▸ **PROMPT**:
Please find every line in the items below that contains the word "grass" and copy each of those lines. Case counts.
--- Start GIVEN INFORMATION ---
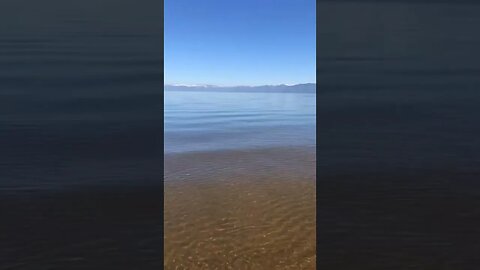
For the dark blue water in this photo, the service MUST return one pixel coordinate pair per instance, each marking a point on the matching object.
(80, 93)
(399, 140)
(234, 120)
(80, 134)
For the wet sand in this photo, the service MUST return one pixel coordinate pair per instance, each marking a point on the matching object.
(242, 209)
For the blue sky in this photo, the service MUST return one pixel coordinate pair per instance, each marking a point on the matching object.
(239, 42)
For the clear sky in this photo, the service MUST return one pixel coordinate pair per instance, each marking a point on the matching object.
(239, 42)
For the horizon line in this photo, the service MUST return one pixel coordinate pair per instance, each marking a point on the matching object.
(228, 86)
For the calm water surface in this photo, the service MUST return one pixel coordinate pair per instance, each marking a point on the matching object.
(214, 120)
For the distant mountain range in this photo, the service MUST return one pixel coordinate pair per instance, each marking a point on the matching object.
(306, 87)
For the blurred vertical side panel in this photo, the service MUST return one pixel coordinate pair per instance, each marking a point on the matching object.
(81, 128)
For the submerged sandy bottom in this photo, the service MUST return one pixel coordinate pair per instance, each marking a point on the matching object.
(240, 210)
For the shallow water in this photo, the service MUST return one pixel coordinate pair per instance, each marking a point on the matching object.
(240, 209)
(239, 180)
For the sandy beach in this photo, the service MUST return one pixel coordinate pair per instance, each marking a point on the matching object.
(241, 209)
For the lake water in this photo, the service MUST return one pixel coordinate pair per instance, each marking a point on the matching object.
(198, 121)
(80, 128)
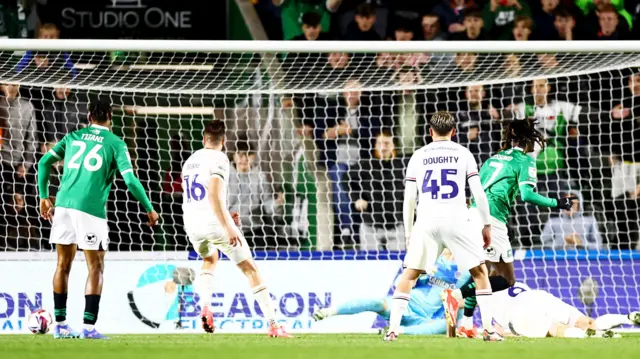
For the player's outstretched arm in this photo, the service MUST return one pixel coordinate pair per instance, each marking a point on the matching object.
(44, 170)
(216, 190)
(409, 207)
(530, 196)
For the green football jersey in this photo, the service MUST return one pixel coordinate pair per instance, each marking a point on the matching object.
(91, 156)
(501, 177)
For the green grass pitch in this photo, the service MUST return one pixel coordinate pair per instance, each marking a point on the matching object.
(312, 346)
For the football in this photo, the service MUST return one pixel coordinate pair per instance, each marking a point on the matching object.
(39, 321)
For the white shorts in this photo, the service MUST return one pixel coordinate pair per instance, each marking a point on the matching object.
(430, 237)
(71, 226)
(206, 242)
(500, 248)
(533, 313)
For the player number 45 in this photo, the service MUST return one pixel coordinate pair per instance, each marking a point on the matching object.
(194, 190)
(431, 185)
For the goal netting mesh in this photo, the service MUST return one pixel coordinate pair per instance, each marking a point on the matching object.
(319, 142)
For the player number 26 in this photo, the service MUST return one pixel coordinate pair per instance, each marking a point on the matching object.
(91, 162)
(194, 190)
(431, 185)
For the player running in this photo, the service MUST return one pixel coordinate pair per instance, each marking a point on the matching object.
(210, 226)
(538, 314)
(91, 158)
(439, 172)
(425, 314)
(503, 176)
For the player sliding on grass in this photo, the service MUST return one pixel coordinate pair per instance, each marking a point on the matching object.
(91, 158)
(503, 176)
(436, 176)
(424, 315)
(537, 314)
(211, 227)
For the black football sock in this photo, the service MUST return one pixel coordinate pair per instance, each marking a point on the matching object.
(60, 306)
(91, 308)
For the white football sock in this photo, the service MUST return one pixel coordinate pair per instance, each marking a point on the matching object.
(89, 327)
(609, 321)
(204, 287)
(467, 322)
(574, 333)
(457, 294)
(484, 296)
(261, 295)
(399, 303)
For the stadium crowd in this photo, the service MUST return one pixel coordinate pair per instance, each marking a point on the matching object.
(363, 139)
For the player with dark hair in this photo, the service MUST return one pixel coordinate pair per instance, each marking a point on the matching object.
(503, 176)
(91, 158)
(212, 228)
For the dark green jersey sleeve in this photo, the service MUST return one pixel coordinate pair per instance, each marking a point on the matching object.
--- End GIVEN INFORMATION ---
--- Start GIVEN INFORMATION ---
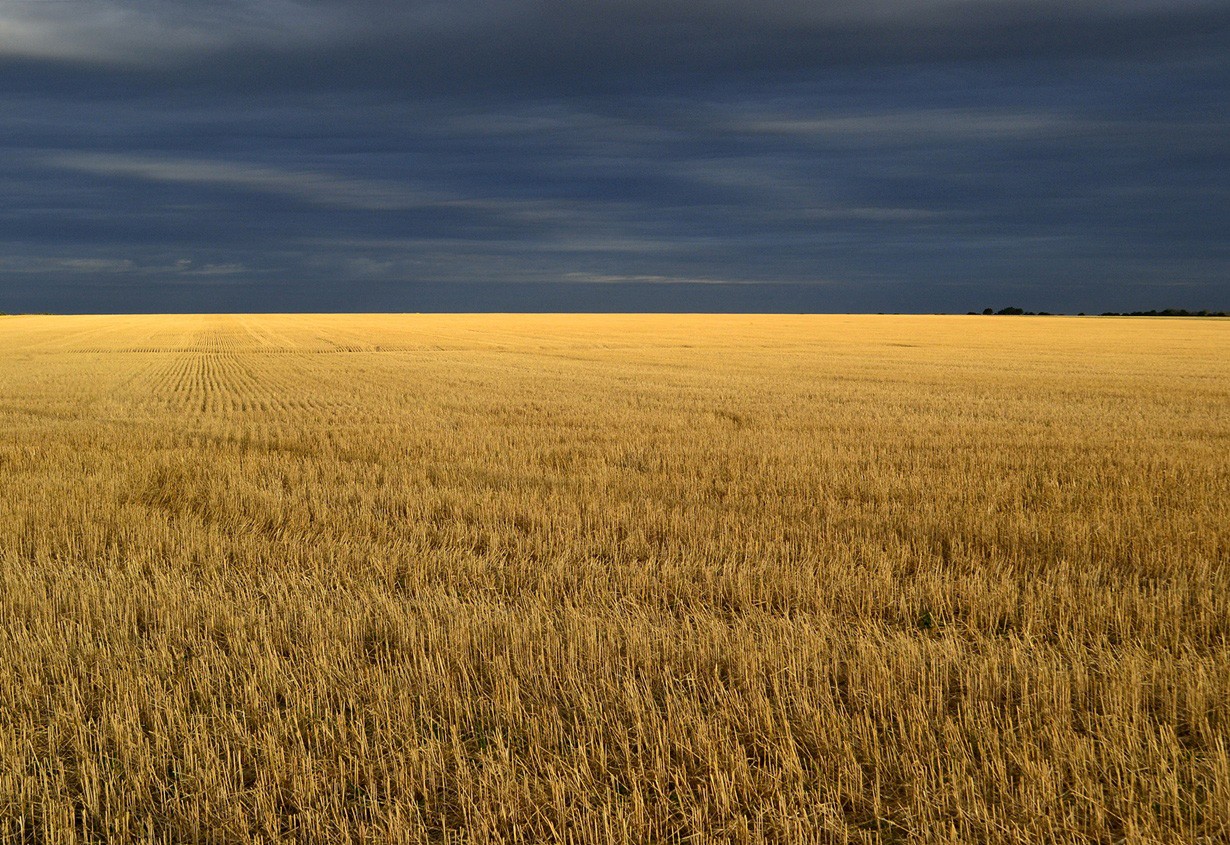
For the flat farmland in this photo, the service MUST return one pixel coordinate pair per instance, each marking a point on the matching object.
--- End GIVEN INFORMATION ---
▸ **COMPLETE OUTPUT**:
For the green grass pitch in this photo, the service MUST return one pixel coordinate pair per instance, each marking a point on the matching object.
For the player sliding on grass in this photo, the service MUST return one pixel coordinate pair per instance, each marking a point on the matching object.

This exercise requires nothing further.